Tarefa atribuída A: Indique se cada afirmação abaixo concorda com o trecho sobre o futebol feminino, respondendo sim ou não e citando literalmente as palavras do trecho que decidem a questão. (i) Wolff considera que a equiparação dos investimentos já está próxima. (ii) A produção dos jogos ficará sob responsabilidade da CBF. (iii) O acordo entre a Globo e a CBF abrange torneios das categorias de base sub-20 e sub-17.
Tarefa atribuída B: Atualize o trecho sobre o futebol feminino: reproduza a parte que começa em "Fabio Wolff, sócio-diretor" e termina em "é algo distante.", substituindo "disparidade" por "diferença".
++++ Trecho do documento
Fabio Wolff, sócio-diretor da Wolff Sports & Marketing, acredita que com o passar dos anos, a disparidade dos investimentos nos esportes diminua, mas que a equiparação ainda é algo distante.
"Quem sabe daqui a 20 anos. Para que isso ocorra, as entidades, os clubes, as agências, todo o cenário do futebol feminino tem que continuar acreditando no produto e seguir investindo", afirmou Wolff.
Mesmo que demore, que a verdade seja dita: o futebol feminino tem conquistado o seu espaço na casa das pessoas.
A Globo e a Confederação Brasileira de Futebol (CBF) fecharam um acordo para a transmissão das principais competições do futebol feminino, como o Brasileirão, Supercopa feminina e amistosos da seleção brasileira, da Supercopa masculina 2022 e de torneios de categorias de base sub-20 e sub-17.
A partir de 2023, a TV Globo também vai exibir a fase decisiva do campeonato e a produção dos jogos será de responsabilidade da CBF, que vai disponibilizar os sinais das partidas.
++++++++
++++ Registros fornecidos
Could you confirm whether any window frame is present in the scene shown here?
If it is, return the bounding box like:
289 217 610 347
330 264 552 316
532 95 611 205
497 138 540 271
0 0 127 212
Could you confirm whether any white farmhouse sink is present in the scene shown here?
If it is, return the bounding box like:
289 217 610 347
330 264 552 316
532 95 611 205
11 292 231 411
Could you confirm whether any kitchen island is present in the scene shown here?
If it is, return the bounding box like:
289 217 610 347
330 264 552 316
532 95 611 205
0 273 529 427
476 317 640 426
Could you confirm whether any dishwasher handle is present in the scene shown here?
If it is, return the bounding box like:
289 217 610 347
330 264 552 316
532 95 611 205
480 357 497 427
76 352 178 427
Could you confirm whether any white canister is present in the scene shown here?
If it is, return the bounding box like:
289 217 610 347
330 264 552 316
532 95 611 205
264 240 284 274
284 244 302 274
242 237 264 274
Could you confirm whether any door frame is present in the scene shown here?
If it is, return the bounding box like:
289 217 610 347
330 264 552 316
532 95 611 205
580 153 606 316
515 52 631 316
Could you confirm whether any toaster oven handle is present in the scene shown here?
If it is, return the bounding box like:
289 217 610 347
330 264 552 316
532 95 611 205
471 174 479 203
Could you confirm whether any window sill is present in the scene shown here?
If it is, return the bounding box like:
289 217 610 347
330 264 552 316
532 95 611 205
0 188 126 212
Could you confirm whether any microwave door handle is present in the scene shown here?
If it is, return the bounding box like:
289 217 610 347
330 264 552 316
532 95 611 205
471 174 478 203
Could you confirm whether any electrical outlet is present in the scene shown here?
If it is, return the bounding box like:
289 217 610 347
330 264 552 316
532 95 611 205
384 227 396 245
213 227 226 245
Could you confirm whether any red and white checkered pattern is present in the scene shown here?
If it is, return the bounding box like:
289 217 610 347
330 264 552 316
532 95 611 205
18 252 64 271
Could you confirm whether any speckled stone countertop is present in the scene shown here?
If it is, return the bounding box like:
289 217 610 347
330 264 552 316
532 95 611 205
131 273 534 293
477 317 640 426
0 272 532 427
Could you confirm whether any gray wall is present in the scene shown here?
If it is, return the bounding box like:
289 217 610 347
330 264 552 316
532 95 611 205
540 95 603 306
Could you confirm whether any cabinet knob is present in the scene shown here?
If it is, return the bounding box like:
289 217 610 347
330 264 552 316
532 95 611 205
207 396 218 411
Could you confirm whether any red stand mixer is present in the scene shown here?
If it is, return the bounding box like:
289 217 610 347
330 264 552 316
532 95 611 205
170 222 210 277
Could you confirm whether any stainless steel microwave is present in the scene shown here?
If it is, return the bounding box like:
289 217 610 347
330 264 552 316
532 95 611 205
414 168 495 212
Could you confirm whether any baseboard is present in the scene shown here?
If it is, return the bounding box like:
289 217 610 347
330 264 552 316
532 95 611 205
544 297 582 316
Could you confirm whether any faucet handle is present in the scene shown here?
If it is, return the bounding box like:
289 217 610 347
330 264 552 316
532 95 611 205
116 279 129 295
++++++++
Solução da tarefa A:
(i) Não: "a equiparação ainda é algo distante".
(ii) Sim: "a produção dos jogos será de responsabilidade da CBF".
(iii) Sim: "de torneios de categorias de base sub-20 e sub-17".

Solução da tarefa B:
Fabio Wolff, sócio-diretor da Wolff Sports & Marketing, acredita que com o passar dos anos, a diferença dos investimentos nos esportes diminua, mas que a equiparação ainda é algo distante.